#### [Dataset records]
________________

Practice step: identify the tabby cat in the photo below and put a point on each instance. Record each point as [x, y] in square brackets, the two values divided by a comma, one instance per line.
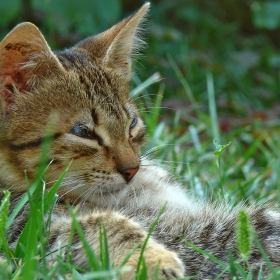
[85, 90]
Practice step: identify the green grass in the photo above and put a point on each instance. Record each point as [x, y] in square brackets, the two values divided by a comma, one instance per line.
[210, 94]
[213, 170]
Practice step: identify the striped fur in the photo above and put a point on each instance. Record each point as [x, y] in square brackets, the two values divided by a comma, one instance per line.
[84, 93]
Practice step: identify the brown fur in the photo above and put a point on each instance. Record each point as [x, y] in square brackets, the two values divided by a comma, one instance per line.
[87, 86]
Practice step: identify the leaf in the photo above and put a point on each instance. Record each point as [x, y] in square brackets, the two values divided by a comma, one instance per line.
[220, 148]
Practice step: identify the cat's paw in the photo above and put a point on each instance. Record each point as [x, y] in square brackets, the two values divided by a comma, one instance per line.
[160, 262]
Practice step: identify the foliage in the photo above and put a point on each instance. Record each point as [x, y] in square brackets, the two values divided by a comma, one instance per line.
[219, 62]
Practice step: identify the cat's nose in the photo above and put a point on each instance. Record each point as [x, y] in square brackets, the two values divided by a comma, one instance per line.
[128, 173]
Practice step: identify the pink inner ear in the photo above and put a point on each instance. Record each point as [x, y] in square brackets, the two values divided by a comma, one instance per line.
[11, 75]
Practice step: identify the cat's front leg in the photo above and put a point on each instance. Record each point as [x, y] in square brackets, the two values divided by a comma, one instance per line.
[123, 234]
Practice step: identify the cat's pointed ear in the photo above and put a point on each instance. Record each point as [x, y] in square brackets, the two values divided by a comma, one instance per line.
[24, 56]
[116, 46]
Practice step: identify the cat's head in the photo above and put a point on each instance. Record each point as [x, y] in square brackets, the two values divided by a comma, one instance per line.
[84, 92]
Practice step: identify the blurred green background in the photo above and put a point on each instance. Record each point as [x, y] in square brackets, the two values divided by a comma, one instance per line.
[235, 40]
[213, 56]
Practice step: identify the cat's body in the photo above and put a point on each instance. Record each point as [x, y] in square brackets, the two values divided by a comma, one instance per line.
[84, 92]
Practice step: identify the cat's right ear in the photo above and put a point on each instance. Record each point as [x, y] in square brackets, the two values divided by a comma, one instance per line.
[24, 58]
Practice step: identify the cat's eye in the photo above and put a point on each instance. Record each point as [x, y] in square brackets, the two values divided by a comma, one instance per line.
[134, 122]
[81, 131]
[84, 132]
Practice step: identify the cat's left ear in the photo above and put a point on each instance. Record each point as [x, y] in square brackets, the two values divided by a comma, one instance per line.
[25, 58]
[116, 46]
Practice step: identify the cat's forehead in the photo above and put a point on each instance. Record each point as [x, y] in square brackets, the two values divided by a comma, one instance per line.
[103, 92]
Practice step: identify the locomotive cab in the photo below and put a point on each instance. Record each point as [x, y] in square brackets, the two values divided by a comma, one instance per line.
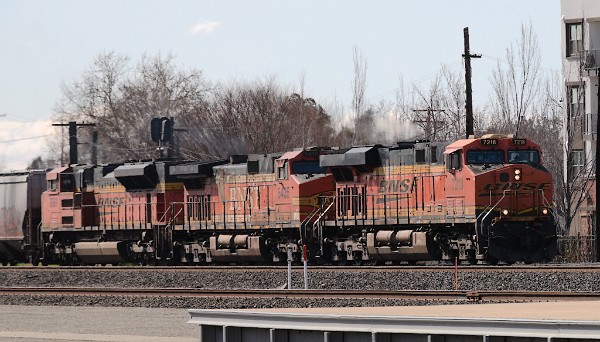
[507, 193]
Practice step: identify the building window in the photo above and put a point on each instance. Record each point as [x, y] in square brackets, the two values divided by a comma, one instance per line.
[577, 162]
[574, 39]
[576, 101]
[590, 123]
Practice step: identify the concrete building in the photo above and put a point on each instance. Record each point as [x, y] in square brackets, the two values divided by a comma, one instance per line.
[580, 35]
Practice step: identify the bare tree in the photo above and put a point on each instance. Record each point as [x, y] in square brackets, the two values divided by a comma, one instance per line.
[359, 85]
[516, 87]
[122, 99]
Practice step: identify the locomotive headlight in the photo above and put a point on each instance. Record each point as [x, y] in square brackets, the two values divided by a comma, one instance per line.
[517, 174]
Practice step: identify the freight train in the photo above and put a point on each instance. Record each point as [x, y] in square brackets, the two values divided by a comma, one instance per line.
[482, 200]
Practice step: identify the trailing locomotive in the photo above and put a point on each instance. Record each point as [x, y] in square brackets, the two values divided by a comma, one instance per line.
[472, 200]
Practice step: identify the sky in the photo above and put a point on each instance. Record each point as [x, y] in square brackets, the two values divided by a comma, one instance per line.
[49, 43]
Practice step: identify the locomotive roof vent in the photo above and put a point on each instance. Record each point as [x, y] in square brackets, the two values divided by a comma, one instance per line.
[368, 155]
[137, 176]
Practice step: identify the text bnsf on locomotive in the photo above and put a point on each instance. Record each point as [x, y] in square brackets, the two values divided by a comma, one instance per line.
[475, 200]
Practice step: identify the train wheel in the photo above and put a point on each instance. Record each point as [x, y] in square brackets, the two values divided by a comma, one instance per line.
[342, 259]
[358, 261]
[373, 262]
[490, 260]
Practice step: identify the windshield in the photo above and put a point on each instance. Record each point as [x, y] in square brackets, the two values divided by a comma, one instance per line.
[523, 157]
[307, 166]
[485, 157]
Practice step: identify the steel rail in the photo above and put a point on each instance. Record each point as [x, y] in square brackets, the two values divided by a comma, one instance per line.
[228, 268]
[313, 294]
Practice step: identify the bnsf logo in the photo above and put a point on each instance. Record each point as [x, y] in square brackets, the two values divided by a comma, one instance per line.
[400, 186]
[111, 201]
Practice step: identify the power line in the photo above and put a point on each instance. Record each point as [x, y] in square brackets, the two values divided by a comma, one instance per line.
[29, 138]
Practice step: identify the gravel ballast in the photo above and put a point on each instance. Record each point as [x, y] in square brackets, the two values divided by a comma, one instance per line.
[468, 280]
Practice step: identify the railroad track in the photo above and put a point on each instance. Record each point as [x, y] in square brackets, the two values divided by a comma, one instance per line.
[473, 296]
[476, 268]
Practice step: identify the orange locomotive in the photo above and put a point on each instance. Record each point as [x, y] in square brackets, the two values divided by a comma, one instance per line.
[475, 200]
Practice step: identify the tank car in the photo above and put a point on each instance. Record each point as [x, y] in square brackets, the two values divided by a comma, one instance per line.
[20, 213]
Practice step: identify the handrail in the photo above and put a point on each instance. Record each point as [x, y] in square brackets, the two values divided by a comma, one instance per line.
[308, 219]
[494, 207]
[320, 226]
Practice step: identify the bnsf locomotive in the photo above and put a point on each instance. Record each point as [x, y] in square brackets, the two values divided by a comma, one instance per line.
[472, 200]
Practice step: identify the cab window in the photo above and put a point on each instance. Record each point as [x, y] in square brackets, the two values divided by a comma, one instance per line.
[67, 182]
[454, 161]
[282, 170]
[523, 157]
[485, 157]
[307, 166]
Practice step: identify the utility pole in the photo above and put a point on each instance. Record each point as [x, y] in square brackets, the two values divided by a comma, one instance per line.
[469, 102]
[429, 121]
[595, 228]
[73, 139]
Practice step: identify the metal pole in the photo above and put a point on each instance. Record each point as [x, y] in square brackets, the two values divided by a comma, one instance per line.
[595, 223]
[305, 257]
[469, 91]
[289, 248]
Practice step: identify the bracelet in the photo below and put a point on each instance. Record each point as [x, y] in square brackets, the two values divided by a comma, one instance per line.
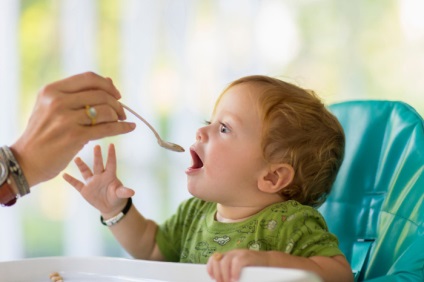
[16, 171]
[114, 220]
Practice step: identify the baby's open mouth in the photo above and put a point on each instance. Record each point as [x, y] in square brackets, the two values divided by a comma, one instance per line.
[196, 161]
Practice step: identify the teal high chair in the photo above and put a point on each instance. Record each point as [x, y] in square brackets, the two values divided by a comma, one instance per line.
[376, 205]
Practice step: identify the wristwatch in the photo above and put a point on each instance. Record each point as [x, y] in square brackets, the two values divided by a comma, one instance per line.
[8, 195]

________________

#### [Requirement]
Could you give the material again exactly as it stands, omitting any image?

#### [Result of this task]
Practice step: identify the tabby cat in the photo below and put a point on each instance. Record each point as [x, y] in square brackets, the two values divided by a comma, one instance per line.
[85, 90]
Practice step: identify the green grass in the photo above and put a point on each instance. Record each point as [x, y] in square brackets, the two values divided by a comma, one instance per line.
[210, 94]
[213, 170]
Practice step: identify the striped fur in the photo above and put a point on each instance. Record each point as [x, y] in square brackets, the two values divided by a comma, one instance per line.
[84, 93]
Practice step: identify the brown fur in the photo above and put a point on each instance. Record each point as [x, y] in square brackets, the two values divided by a comma, one instance per line.
[87, 86]
Practice step: identify the leaf in the photo above and put a point on each instance. Record each point as [x, y] in square brackets, the two values divided by a comma, one instance per line.
[220, 148]
Practice step: identify the cat's paw in the photo above and put a point on each instance. Record each point as [x, y] in square brackets, the two values divided by a comma, one instance per line.
[160, 262]
Practice step: identify the foliage in the photo above and put a point on each instance. Record each point as [x, y] in square brackets, the two values divided by a comma, one instance per line.
[219, 62]
Practice step: identify the cat's nose in the photo above and put a point on each instance. Record each point as [x, y] in square brackets, the two values divided by a comma, one instance per line.
[128, 173]
Practice step: identify the pink inner ear in the photo above and put a point on each instance. Record each point as [x, y] in square brackets, the two values divided by a comma, one instance per line.
[11, 75]
Practice step: identify the cat's front leg in the photo above and put a point on each instance. Record each point as [x, y] in square brackets, the two values divided by a comma, one instance per line.
[123, 234]
Practice step: identify the cat's pointed ear in the photo above and put a point on each instance. Record each point as [x, y] in square brackets, the two values divided by a comma, one instance per line.
[24, 56]
[116, 46]
Practice step: identify the cat's head in the photo above and put a point on each instance. Record each point as [x, y] in square brackets, the two values divided by a comma, one instance per line.
[84, 92]
Practice step: identify the blurred green background in the photo above and put a point on each instance. Record each point as [x, y] in square brackets, the two values divided by a comma, one instance per line.
[235, 40]
[213, 56]
Practice step: identify the cat's body in the photo above and put a point on each instance. Record each point as [x, y] in square brackets, the two values divided by a comma, one instance per line.
[84, 92]
Practice step: identify the cat's right ear in the photo above and put a point on each instance. Record each point as [x, y] in square brackets, the two values divided by a comma, one instance per line.
[24, 58]
Practice step: identify the cat's eye in the photo above and put a point on each instance. Record each point as [x, y] in square brackets, the two values divided by a comma, one instance per line.
[134, 122]
[81, 131]
[84, 132]
Practice step: identify the cat's left ear in the photo above and put a point on each instance. Record each point as [x, y] in square brackets, the two values divided by a comma, one instance per line.
[25, 58]
[116, 46]
Practice step: identify the cat's forehead in the photo above and put a point on each instance. Record each point as [x, y] in square brackets, the two values divided by a comma, one instance per line.
[103, 92]
Practice step: identify the locomotive cab in the photo below and put a point on each instance. Record each point as [x, y] in square brackets, the two values divided by a comma, one instance per line.
[507, 193]
Practice step: identify the building window in the photo above and put a point on each instance. Record each point as [x, y] in square brackets, the two values divided by a comma, one instance per line.
[577, 162]
[574, 39]
[576, 101]
[590, 123]
Practice step: identify the concrete building in the photo above and put a point on each instance. Record each point as [x, y] in square brackets, the two values divided by a comma, one instance per line.
[580, 35]
Practice step: identify the bare tree in the photo above and put a point on each instance. Record each point as [x, y] in square brackets, the two values divided by a comma, one instance per line.
[359, 85]
[516, 87]
[122, 99]
Practice step: identify the locomotive headlight in the photo above and put a point on each instance. Record each point as [x, y] in square brackets, the two values divided by a comma, one instance per line.
[517, 174]
Practice step: identify the freight train in the photo above and put a point on each instance. Record each point as [x, y] in square brackets, the two values divided by a comma, one instance per line.
[482, 200]
Practice step: identify the trailing locomotive in the photo above and put a point on each instance. Record each point as [x, y] in square brackets, the two values divided by a comma, one instance per line.
[472, 200]
Practice step: identify the sky in the photo above and put a point on each instance. Record each point as [x, y] in square brackets, the two values divided by a comma, one instance per line.
[49, 43]
Practice step: identify the locomotive roof vent in the photo above and put a point on each instance. Record each point as [x, y] in square brackets, the two values divided by a comma, one instance per line.
[368, 155]
[137, 176]
Practice step: identify the text bnsf on locomotive in the photo above and put a point on each instance. Record each point as [x, y] in square brackets, the two values divided by a comma, one instance per line.
[475, 200]
Practice step: identify the train wheel in the photo above and put a point on each instance. Record each point as [x, y] in square brackets, the two values divided by a comma, one instance per line.
[342, 259]
[358, 261]
[373, 262]
[490, 260]
Practice step: identify the windshield in the photo above and put a point on each instance. Record each point as [x, y] in square brackets, the two values divided by a comma, one instance per line.
[523, 157]
[307, 166]
[485, 157]
Practice step: identify the steel rail in the photo above and put a point on each instance. Record each point as [x, y] in square brackets, the two values divided by a comma, one instance per line.
[228, 268]
[313, 294]
Practice step: identify the bnsf logo in the photo above and put a point on each instance. Record each point as [x, y] in square brackets, the two values divided by a comma, one instance per line.
[400, 186]
[111, 201]
Practice step: identify the power line in the photo above and put a point on each instance. Record each point as [x, y] in square brackets, the two values divided by a comma, one instance per line.
[29, 138]
Practice step: identify the gravel ballast in the photo above and put a point on each instance. Record each point as [x, y] in square brackets, the two values divided by a comma, one instance per line.
[468, 280]
Practice step: identify the railroad track in the photo above and put a point on each instance. Record each point as [x, y] in square brackets, the two values divided by a comma, one instance per line.
[473, 296]
[476, 268]
Practice step: identify the orange locomotive in the photo above and put a point on each instance. Record each point as [x, y] in square brackets, the two values divided by a comma, one instance per line.
[475, 200]
Practice step: identify the tank car in the photo above and put a point on each instance. Record each point as [x, y] in square brackets, the two values divided by a comma, one instance per line.
[20, 213]
Practice step: identify the handrail in the photo above and put a point on each instance. Record each point as [x, y] in square brackets, the two values divided by a comma, one instance per line.
[308, 219]
[494, 207]
[320, 226]
Practice step: identify the bnsf locomotive in the photo above and put a point on each instance. Record each point as [x, y] in square brackets, the two values divided by a comma, one instance per line.
[472, 200]
Practice step: identify the cab window in the photo above and put a point on each instance. Record each point as [x, y] in square brackets, the two values divided by a comma, one instance per line.
[67, 182]
[454, 161]
[282, 170]
[523, 157]
[485, 157]
[307, 166]
Practice step: identify the utility pole in the photo above and put a point on each instance. Record each point as [x, y] in square brackets, the two values divided by a comma, one instance per line.
[469, 102]
[429, 121]
[595, 228]
[73, 139]
Practice step: identify the metal pole in the photo above and put a point on each instance. Record each point as [x, y] in square brackets, the two values divided by a comma, one instance per line.
[595, 223]
[305, 257]
[469, 91]
[289, 248]
Practice step: identify the bracelet in the photo below and put a point on each instance. Record each point as [x, y] in square brackets, the two values divided by a comma, one instance per line.
[16, 171]
[114, 220]
Practice step: identify the baby's open mouth in the photo above and put a point on each instance. Record each point as [x, y] in square brackets, the two values divided by a comma, one instance per line.
[196, 161]
Practice step: identify the teal high chair in the photo above and put a point on each instance. Record each point as [x, y] in square brackets, the two values divided by a comma, one instance per line.
[376, 205]
Practice step: identify the wristwatch in the photo above and put a point on each instance. Record each point as [x, y] in square brackets, the two values divided by a comma, one instance per line.
[8, 195]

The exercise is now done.